--- Your instructions ---
Only one portion of the data is to be written out: from the line bearing "Confirm that each instance of the wooden" through the line bearing "pixel 151 774". Write it exactly as it appears.

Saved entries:
════════

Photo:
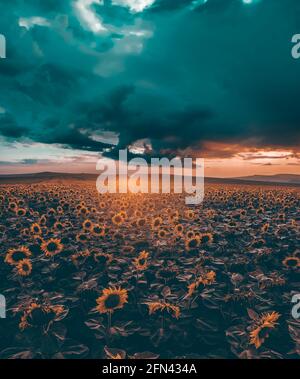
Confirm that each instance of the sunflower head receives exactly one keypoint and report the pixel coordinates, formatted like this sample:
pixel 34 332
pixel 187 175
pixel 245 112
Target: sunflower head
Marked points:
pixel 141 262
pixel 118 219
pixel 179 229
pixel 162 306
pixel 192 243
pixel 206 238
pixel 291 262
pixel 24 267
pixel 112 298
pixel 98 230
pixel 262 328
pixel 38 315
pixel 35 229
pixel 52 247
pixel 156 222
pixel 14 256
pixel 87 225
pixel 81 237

════════

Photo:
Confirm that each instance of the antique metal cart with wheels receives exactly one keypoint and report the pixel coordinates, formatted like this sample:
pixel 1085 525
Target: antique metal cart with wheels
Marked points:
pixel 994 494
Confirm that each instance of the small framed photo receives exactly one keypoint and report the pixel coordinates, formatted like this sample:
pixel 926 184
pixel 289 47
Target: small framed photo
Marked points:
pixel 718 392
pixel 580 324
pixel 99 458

════════

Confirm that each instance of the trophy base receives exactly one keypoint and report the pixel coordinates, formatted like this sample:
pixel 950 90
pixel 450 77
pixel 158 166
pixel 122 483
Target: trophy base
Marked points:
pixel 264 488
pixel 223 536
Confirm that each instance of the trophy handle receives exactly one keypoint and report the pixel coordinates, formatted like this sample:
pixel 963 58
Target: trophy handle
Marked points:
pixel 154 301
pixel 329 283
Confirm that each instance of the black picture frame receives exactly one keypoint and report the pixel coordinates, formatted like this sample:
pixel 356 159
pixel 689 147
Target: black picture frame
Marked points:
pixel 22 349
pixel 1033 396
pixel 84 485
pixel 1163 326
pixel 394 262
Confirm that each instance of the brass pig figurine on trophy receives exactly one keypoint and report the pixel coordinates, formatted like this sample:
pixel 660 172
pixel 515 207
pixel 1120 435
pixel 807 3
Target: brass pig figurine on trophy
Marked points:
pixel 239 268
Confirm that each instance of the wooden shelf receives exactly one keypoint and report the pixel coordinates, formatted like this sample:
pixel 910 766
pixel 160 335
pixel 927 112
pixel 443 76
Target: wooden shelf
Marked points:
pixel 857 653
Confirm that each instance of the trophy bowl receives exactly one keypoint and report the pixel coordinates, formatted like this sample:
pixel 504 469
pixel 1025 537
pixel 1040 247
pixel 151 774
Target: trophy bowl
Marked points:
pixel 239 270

════════

--- Answer to this exercise ---
Confirm that each instance of the wooden shelf receives exactly one keypoint and report the pixel coordinates, formatted like this sample:
pixel 910 766
pixel 160 335
pixel 927 112
pixel 443 76
Target: wooden shelf
Marked points:
pixel 857 653
Confirm that each instance of the trophy bowl receives exactly one keypoint and report the pixel coordinates, formatted like this sample:
pixel 504 469
pixel 1025 537
pixel 1040 247
pixel 151 774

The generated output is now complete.